**What the exercise asks:** Rewrite the lines below as a numbered list, omitting any blank lines.

**Dataset excerpts:**
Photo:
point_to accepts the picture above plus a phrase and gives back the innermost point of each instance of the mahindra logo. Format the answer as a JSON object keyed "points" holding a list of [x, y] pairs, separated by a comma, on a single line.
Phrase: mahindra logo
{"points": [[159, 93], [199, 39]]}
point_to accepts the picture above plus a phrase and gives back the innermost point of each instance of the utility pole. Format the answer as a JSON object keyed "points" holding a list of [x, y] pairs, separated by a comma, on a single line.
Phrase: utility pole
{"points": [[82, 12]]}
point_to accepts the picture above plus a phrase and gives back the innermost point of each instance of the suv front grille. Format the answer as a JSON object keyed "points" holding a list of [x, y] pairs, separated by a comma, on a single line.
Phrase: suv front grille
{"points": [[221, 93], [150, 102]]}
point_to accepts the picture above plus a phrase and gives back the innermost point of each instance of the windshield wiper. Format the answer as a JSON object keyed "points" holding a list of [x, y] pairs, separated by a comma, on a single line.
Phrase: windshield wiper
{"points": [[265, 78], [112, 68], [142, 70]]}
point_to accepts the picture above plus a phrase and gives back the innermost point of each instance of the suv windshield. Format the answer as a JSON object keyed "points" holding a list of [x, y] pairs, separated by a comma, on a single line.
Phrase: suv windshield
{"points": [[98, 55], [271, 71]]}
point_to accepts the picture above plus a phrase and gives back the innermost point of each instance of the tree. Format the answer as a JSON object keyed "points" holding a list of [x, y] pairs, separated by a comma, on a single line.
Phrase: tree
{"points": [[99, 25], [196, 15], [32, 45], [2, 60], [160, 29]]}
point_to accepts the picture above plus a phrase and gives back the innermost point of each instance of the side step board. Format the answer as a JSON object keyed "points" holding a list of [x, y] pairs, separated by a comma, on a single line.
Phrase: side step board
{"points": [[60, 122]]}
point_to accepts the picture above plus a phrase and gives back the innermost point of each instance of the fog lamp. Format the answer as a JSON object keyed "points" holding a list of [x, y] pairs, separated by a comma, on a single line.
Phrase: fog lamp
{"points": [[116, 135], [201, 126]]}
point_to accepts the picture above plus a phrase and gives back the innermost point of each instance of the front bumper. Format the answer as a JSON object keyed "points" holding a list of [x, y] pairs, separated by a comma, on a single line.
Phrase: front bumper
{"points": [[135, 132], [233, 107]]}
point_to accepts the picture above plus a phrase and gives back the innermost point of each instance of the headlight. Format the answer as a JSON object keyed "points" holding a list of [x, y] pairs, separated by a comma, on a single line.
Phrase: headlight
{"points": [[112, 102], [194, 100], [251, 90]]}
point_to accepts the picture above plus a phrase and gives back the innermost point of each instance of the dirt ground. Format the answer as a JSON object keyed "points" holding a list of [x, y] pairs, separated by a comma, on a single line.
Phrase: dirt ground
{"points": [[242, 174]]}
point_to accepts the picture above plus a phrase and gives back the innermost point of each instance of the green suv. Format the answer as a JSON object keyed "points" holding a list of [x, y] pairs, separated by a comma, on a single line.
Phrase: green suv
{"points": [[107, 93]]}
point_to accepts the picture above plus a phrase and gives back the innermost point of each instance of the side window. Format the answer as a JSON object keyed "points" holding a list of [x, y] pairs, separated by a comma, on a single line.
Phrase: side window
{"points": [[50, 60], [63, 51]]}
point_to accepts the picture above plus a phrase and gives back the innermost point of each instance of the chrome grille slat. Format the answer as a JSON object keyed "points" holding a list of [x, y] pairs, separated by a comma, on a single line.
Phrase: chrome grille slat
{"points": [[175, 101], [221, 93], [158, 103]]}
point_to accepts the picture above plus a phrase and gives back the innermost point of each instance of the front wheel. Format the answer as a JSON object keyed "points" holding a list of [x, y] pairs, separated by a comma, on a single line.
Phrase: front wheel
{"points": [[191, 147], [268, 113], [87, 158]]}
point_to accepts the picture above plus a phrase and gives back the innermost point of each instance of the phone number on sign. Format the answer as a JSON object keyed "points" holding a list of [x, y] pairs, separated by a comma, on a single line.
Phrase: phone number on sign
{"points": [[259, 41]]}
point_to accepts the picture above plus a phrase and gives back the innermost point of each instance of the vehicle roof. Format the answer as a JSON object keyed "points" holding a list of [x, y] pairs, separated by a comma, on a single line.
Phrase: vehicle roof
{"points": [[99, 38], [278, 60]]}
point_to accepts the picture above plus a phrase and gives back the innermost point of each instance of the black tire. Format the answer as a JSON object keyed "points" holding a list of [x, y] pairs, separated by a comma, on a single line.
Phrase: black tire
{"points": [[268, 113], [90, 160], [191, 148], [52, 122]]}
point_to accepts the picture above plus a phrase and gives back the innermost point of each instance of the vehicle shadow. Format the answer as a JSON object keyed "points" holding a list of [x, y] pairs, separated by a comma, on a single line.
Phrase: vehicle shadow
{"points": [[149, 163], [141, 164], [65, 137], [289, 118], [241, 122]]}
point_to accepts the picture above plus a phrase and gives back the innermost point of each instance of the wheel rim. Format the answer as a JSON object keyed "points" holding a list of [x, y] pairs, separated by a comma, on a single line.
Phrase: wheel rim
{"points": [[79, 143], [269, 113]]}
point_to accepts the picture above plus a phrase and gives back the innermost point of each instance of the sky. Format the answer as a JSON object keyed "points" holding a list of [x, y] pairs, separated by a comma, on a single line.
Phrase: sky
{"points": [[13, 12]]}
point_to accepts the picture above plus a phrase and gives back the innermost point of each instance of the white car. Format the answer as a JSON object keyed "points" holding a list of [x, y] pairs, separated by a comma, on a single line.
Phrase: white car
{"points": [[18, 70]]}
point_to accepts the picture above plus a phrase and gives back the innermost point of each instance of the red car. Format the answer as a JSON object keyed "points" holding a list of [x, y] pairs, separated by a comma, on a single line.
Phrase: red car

**Written response:**
1. Photo:
2. point_to accepts the picture above plus a phrase and gives back the innermost point of each instance of the mahindra logo. Format the answer as a JSON object keyed "points" holding a list of [x, y] pairs, separated by a comma, on a single line.
3. Phrase: mahindra logo
4. {"points": [[159, 93], [199, 39]]}
5. point_to accepts the picture above plus a phrase and gives back the innermost point of each instance of the utility pole. Format the answer as a JSON object keyed "points" holding a list of [x, y] pairs, separated by a comma, on a single line.
6. Phrase: utility pole
7. {"points": [[82, 12]]}
8. point_to accepts the picture above plus a phrase and gives back the innermost point of each instance of the suv front grille. Format the answer as a JSON object keyed "points" holding a list of [x, y] pairs, separated by a comma, on a single line.
9. Phrase: suv front grille
10. {"points": [[221, 93], [150, 102]]}
11. point_to accepts the picture above plus a phrase and gives back the innermost point of each instance of the windshield wiper. Format the answer as a JSON object keyed "points" holding a list of [x, y] pairs, separated by a comma, on a single line.
12. Phrase: windshield wiper
13. {"points": [[265, 78], [112, 68], [142, 70]]}
14. point_to accepts the picture above plus a phrase and gives back the innermost point of each instance of the suv windshield. Format the answer as a JSON object keyed "points" holding a list of [x, y] pairs, separated by a comma, on a single line.
15. Phrase: suv windshield
16. {"points": [[98, 55], [271, 71]]}
17. point_to accepts the picture above plus a phrase and gives back the innermost point of each instance of the tree. Format the answer as a JSON object keyed "points" holding a list of [x, y] pairs, separated by a comma, on a single line.
18. Phrase: tree
19. {"points": [[99, 25], [196, 15], [32, 45], [2, 60], [160, 29]]}
20. point_to accepts the picture above plus a phrase and gives back the innermost point of each instance of the side step board. Format the answer as a JSON object keyed "points" holding a list of [x, y] pairs, separated by a comma, on a single line.
21. Phrase: side step board
22. {"points": [[60, 122]]}
23. point_to accepts the picture above plus a phrase and gives back the innermost point of each instance of the fog lamp. Format the answer as a JSON object keyed "points" holding a list of [x, y] pairs, separated by a comma, on a single line.
24. Phrase: fog lamp
25. {"points": [[116, 135], [201, 126]]}
26. point_to accepts the picture above plus a phrase and gives back the innermost point of each instance of the front bumper. Format the answer as a JSON object keyed "points" holding a list of [x, y] pairs, separated by a comma, on a single line.
27. Phrase: front bumper
28. {"points": [[135, 132], [233, 107]]}
29. point_to accepts the picture above plus a phrase and gives back the innermost point of each instance of the headlight. Format the answer as a JSON object keyed "points" holding a list of [x, y] pairs, separated by a comma, on a single line.
30. Phrase: headlight
31. {"points": [[112, 102], [194, 100], [251, 90]]}
32. point_to accepts the picture above plus a phrase and gives back the innermost point of each instance of the dirt ground. Format the answer as a JSON object keyed "points" holding a list of [x, y] pairs, separated by a comma, on a single line.
33. Phrase: dirt ground
34. {"points": [[242, 174]]}
35. point_to accepts the picture above plus a phrase and gives back the innermost point of each instance of the green suv. Format the answer as a JSON object keyed "points" holding a list of [x, y] pairs, separated by a comma, on a single line.
36. Phrase: green suv
37. {"points": [[107, 93]]}
38. point_to accepts the picture above plus a phrase and gives back the innermost point of each instance of the side window. Format the answer as a JSON object keyed "points" holding a list of [x, y] pairs, separated by a comma, on a single line.
39. Phrase: side window
40. {"points": [[50, 60], [63, 51]]}
41. point_to accepts the picture above plus a phrase and gives back the innermost point of each instance of the chrome grille slat. Format the answer as a JSON object keyed "points" holding a list of [x, y] pairs, separated by a comma, on a single line.
42. Phrase: chrome grille slat
43. {"points": [[175, 101], [221, 93], [158, 103]]}
44. point_to accepts the picture above plus a phrase and gives back the innermost point of each instance of the front wheel. Format the answer as a JSON object keyed "points" holding a list of [x, y] pairs, separated by a comma, on a single line.
45. Phrase: front wheel
46. {"points": [[191, 147], [268, 113], [87, 158]]}
47. point_to accepts the picture above plus a phrase and gives back the innermost point of each instance of the phone number on sign. Format the answer as a JSON object keyed "points" holding a list of [x, y] pairs, separated by a comma, on a single line.
48. Phrase: phone number on sign
49. {"points": [[259, 41]]}
50. point_to accepts the picture above plus a phrase and gives back the innermost point of each instance of the vehicle roof. Format the answer as a JSON object keyed "points" holding a list of [x, y] pairs, separated by a comma, on a single line.
51. Phrase: vehicle roof
52. {"points": [[99, 38], [278, 60]]}
53. point_to accepts the picture above plus a phrase and gives back the innermost point of each instance of the black tire. Format the answer as a JSON object keyed "points" holding a list of [x, y] pairs, separated by a comma, on a single line.
54. Phrase: black tire
55. {"points": [[268, 113], [90, 160], [191, 148], [52, 122]]}
56. point_to accepts the picture above plus a phrase and gives back the innermost point of each instance of the vehicle shadow. Format the answer as a JSON object keyed "points" holding a list of [x, y] pairs, separated by a comma, on a single line.
57. Phrase: vehicle shadow
58. {"points": [[149, 163], [141, 164], [65, 137], [289, 118], [241, 122]]}
59. point_to accepts the picture above plus a phrase and gives back the innermost point of each instance of the wheel rim. Format the answer as a JSON object keyed "points" holding a list of [x, y] pairs, separated by a comma, on a single line.
60. Phrase: wheel rim
61. {"points": [[79, 143], [269, 113]]}
62. point_to accepts the picture above plus a phrase and gives back the innermost point of each instance of the sky. Format the answer as a JSON object keyed "points" holding a list of [x, y] pairs, separated by a comma, on a single line.
63. Phrase: sky
64. {"points": [[13, 12]]}
65. point_to accepts the picture above plus a phrase and gives back the innermost point of each instance of the white car. Format the answer as a JSON object keyed "points" holding a list of [x, y] pairs, separated by a comma, on a single line.
66. Phrase: white car
67. {"points": [[18, 70]]}
68. point_to accepts the picture above plus a phrase and gives back the innermost point of each instance of the red car. Format the answer as a JSON object keyed "points" holding a list of [x, y] pairs, separated by a comma, on a single line.
69. Phrase: red car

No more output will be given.